EXTRACT PROVIDED

____________

Core Concepts
This page introduces the fundamental ideas behind TeaLeaf.
Dual Format
TeaLeaf has two representations of the same data:
Text (.tl) | Binary (.tlbx) | |
|---|---|---|
| Purpose | Authoring, version control, review | Storage, transmission, deployment |
| Human-readable | Yes | No |
| Comments | Yes (#) | Stripped during compilation |
| Schemas | Inline @struct definitions | Embedded in schema table |
| Size | Larger (field names in data) | Compact (positional, deduplicated) |
| Speed | Slower to parse | Fast random-access via memory mapping |
The .tl file is the source of truth. Binary files are compiled artifacts – regenerate them when the source changes.
Schemas
Schemas define the structure of your data using @struct:
@struct point (x: int, y: int)
@struct line (start: point, end: point, color: string?)
Key properties:
- Inline – schemas live in the same file as data
- Positional – binary encoding uses field order, not names
- Nestable – structs can reference other structs
- Nullable – fields marked with
?accept null (~)
Schemas enable @table for compact tabular data:
points: @table point [
(0, 0),
(100, 200),
(-50, 75),
]
Without schemas, the same data would require repeating field names:
# Without schemas -- verbose
points: [
{x: 0, y: 0},
{x: 100, y: 200},
{x: -50, y: 75},
]
Type System
TeaLeaf has a rich type system with primitives, containers, and modifiers.

____________

GIVEN EXERCISE 1
Update the rows from the first one up to and including the line with "point(763, 482)", replacing "row-crop scouting" with "field trial imaging" and leaving everything else unchanged.

____________

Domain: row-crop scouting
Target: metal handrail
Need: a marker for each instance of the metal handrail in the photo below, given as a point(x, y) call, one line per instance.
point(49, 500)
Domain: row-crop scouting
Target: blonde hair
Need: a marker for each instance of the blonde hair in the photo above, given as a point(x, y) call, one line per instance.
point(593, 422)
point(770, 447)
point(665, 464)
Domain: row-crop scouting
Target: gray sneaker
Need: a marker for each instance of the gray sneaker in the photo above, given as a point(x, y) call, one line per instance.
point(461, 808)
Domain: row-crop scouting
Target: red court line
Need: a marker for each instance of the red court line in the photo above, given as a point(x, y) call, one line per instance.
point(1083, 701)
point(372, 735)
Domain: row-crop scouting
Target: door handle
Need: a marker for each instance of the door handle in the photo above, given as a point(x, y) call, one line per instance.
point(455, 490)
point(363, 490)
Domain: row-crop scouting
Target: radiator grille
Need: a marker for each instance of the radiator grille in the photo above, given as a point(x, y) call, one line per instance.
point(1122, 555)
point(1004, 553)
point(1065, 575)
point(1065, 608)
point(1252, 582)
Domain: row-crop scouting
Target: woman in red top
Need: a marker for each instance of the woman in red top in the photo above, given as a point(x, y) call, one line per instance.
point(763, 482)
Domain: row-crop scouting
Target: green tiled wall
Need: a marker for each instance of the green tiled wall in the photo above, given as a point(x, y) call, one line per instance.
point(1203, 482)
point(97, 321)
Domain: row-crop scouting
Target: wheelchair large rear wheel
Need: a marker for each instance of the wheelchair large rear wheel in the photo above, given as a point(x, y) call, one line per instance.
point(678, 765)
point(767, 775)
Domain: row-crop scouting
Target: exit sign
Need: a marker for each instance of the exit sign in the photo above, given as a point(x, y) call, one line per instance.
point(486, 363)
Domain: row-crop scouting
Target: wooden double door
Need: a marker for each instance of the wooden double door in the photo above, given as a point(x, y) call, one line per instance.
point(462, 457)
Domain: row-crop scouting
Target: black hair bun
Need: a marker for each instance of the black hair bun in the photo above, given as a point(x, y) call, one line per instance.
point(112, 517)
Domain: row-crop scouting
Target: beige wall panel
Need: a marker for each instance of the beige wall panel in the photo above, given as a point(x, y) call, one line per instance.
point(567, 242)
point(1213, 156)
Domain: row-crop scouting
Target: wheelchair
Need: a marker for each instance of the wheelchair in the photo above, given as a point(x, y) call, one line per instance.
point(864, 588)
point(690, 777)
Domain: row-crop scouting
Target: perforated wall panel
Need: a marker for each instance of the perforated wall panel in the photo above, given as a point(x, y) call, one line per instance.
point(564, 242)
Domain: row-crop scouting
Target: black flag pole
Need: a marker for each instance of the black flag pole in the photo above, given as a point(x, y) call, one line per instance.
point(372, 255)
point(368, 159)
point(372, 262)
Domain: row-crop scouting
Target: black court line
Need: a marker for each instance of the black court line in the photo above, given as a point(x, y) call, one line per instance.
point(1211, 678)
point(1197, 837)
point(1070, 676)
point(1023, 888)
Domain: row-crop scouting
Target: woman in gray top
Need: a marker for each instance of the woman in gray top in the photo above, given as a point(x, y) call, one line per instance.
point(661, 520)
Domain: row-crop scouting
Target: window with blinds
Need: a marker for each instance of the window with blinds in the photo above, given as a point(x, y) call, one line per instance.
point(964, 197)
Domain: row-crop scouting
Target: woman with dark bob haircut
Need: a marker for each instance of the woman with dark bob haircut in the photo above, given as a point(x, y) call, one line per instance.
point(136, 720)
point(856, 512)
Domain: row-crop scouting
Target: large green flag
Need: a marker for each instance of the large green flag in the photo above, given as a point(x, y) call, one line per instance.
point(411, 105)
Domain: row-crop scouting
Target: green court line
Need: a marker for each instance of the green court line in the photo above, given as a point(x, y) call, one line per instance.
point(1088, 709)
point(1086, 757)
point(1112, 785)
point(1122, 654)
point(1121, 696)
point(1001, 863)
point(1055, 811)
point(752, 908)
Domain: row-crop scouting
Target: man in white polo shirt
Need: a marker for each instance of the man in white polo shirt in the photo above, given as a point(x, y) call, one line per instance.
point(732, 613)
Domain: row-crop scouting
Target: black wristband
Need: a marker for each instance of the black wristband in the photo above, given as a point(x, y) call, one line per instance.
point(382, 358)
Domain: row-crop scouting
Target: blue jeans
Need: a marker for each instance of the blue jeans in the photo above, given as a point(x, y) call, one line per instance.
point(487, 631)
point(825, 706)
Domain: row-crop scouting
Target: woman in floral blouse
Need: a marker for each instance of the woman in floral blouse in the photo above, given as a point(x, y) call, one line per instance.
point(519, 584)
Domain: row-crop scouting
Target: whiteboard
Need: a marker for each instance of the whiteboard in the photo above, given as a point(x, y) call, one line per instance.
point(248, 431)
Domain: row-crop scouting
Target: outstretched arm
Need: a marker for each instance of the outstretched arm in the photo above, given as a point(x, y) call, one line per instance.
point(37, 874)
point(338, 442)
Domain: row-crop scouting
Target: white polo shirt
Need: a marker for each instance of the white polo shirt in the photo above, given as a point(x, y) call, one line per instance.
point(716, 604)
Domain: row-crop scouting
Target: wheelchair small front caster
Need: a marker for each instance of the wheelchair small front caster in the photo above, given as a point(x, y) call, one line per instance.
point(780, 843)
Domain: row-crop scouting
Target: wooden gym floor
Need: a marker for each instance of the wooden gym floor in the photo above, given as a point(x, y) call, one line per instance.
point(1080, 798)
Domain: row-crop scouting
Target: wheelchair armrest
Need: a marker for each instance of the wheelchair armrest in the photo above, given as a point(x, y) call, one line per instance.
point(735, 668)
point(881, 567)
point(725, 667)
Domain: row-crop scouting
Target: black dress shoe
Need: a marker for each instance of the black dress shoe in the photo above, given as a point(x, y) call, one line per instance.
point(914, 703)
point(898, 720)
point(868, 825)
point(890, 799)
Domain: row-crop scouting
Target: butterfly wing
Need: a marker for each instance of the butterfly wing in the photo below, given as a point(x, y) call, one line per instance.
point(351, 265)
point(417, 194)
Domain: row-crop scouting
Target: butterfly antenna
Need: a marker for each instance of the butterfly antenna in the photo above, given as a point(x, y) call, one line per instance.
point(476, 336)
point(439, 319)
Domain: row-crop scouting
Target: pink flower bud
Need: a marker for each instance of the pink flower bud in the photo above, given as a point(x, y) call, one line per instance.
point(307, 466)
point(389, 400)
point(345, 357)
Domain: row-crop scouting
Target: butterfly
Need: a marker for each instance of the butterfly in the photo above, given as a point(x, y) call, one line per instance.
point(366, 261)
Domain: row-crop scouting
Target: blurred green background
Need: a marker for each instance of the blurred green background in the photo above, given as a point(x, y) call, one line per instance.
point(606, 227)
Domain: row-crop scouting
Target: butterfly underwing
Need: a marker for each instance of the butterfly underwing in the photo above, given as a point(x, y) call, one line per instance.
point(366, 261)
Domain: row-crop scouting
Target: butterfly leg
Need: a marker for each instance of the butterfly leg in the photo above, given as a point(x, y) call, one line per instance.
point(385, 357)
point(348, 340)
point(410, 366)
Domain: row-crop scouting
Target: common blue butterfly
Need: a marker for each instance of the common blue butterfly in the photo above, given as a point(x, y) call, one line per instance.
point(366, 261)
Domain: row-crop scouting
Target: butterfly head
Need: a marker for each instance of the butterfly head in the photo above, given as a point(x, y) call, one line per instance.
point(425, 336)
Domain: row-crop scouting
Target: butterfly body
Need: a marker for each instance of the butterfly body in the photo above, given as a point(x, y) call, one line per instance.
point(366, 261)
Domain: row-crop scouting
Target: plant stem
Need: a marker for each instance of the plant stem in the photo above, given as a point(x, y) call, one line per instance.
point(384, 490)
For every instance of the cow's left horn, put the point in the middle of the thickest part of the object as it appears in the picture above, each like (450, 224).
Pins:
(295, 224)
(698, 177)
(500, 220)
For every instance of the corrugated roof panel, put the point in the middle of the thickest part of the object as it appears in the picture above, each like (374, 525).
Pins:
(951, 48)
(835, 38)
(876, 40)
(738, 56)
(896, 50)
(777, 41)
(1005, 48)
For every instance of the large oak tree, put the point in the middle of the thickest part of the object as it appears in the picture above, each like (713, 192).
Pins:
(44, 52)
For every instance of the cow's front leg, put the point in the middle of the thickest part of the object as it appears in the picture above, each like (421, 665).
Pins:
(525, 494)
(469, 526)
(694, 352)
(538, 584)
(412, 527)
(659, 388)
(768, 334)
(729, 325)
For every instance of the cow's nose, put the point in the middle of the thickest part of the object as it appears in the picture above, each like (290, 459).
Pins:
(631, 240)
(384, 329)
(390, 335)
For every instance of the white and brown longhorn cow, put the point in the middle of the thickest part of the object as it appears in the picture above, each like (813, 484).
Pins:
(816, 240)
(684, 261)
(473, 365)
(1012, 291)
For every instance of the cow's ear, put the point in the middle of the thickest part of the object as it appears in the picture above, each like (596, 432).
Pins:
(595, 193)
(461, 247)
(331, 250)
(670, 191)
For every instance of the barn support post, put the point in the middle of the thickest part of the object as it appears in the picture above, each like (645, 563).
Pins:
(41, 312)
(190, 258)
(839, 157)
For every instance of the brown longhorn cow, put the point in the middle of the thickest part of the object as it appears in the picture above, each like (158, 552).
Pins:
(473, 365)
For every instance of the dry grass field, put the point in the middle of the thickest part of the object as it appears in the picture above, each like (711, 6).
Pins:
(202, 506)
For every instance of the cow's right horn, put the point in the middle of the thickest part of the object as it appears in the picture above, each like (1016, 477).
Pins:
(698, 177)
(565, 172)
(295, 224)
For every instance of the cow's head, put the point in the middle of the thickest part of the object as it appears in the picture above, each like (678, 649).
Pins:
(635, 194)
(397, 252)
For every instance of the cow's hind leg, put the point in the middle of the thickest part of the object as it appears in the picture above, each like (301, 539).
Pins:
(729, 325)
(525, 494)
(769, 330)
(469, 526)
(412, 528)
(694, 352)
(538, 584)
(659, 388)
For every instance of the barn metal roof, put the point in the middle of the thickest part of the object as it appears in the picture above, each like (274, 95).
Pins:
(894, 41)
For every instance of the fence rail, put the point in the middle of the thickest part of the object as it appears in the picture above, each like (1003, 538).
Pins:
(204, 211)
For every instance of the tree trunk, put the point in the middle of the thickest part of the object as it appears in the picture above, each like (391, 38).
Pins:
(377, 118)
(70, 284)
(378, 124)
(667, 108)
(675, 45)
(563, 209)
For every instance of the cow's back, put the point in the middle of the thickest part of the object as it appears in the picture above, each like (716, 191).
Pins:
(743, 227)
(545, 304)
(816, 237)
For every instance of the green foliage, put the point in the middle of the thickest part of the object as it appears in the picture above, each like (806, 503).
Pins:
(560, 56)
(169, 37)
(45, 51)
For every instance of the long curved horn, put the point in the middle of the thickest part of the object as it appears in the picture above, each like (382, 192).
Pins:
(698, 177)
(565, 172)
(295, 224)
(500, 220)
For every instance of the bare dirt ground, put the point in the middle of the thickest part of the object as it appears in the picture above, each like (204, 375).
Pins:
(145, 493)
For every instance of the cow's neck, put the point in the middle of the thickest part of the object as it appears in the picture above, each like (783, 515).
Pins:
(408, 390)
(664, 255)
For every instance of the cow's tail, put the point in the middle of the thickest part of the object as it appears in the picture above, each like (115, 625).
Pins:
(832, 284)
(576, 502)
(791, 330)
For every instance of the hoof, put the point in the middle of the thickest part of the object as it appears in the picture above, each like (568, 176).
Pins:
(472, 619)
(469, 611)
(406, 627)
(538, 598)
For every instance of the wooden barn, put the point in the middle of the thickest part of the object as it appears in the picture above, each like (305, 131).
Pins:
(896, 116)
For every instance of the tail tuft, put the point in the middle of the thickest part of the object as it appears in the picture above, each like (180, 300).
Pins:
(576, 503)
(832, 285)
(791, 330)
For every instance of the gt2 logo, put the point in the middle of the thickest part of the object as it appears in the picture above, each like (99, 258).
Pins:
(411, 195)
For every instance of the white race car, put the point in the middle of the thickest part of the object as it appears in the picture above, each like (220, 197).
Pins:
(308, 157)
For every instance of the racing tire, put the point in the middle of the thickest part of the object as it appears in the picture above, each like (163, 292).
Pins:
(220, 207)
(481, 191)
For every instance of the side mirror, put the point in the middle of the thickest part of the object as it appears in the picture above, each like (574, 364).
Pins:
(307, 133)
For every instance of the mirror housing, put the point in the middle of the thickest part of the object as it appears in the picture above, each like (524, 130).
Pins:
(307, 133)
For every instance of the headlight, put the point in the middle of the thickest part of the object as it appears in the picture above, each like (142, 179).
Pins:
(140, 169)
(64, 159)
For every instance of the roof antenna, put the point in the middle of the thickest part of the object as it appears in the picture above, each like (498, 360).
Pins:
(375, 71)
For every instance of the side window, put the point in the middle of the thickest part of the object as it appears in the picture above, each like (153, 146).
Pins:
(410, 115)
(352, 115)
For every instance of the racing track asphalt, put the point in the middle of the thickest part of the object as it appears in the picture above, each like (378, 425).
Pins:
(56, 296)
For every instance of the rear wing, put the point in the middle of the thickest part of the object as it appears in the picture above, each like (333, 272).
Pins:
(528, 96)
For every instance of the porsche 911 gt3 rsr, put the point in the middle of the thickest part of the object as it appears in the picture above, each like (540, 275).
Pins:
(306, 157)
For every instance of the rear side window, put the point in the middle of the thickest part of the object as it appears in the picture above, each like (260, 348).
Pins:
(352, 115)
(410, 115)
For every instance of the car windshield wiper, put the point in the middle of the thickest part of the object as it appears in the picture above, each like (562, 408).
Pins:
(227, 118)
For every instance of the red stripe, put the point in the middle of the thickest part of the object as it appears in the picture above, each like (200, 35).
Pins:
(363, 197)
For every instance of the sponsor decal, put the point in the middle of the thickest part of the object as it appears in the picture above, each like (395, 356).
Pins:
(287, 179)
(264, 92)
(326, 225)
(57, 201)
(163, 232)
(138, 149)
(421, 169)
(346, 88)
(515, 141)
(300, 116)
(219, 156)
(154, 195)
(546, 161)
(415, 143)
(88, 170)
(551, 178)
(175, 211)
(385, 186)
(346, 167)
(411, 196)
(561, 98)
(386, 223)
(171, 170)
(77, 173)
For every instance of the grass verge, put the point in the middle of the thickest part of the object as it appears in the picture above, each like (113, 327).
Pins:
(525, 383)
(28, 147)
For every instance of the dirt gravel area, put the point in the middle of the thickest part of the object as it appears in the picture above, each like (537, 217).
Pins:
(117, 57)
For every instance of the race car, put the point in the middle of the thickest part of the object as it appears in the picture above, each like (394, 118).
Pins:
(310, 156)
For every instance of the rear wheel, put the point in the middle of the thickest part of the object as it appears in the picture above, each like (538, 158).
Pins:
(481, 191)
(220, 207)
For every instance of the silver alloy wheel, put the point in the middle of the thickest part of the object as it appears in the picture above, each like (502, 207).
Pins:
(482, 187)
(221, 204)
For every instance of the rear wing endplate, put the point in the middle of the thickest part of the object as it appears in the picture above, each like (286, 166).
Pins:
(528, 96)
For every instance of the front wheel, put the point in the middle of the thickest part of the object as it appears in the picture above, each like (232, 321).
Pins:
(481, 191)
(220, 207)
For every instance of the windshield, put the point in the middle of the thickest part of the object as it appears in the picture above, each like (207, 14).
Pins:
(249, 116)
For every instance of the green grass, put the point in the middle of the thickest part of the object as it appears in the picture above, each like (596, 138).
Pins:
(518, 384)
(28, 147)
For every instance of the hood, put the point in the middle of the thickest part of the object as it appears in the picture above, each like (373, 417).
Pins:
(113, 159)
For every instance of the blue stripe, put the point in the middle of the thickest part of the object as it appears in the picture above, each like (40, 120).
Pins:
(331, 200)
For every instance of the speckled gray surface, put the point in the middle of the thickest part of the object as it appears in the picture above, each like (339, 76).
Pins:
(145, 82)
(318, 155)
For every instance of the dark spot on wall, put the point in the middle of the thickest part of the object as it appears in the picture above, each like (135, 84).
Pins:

____________

GIVEN EXERCISE 2
Quote the TeaLeaf core concepts page from "Dual Format" up to and including "the source changes.", word for word.

ANSWER 1
Domain: field trial imaging
Target: metal handrail
Need: a marker for each instance of the metal handrail in the photo below, given as a point(x, y) call, one line per instance.
point(49, 500)
Domain: field trial imaging
Target: blonde hair
Need: a marker for each instance of the blonde hair in the photo above, given as a point(x, y) call, one line per instance.
point(593, 422)
point(770, 447)
point(665, 464)
Domain: field trial imaging
Target: gray sneaker
Need: a marker for each instance of the gray sneaker in the photo above, given as a point(x, y) call, one line per instance.
point(461, 808)
Domain: field trial imaging
Target: red court line
Need: a marker for each instance of the red court line in the photo above, given as a point(x, y) call, one line per instance.
point(1083, 701)
point(372, 735)
Domain: field trial imaging
Target: door handle
Need: a marker for each instance of the door handle in the photo above, given as a point(x, y) call, one line per instance.
point(455, 490)
point(363, 490)
Domain: field trial imaging
Target: radiator grille
Need: a marker for each instance of the radiator grille in the photo above, given as a point(x, y) call, one line per instance.
point(1122, 555)
point(1004, 553)
point(1065, 575)
point(1065, 608)
point(1252, 582)
Domain: field trial imaging
Target: woman in red top
Need: a marker for each instance of the woman in red top in the photo above, given as a point(x, y) call, one line per instance.
point(763, 482)

ANSWER 2
Dual Format
TeaLeaf has two representations of the same data:
Text (.tl) | Binary (.tlbx) | |
|---|---|---|
| Purpose | Authoring, version control, review | Storage, transmission, deployment |
| Human-readable | Yes | No |
| Comments | Yes (#) | Stripped during compilation |
| Schemas | Inline @struct definitions | Embedded in schema table |
| Size | Larger (field names in data) | Compact (positional, deduplicated) |
| Speed | Slower to parse | Fast random-access via memory mapping |
The .tl file is the source of truth. Binary files are compiled artifacts – regenerate them when the source changes.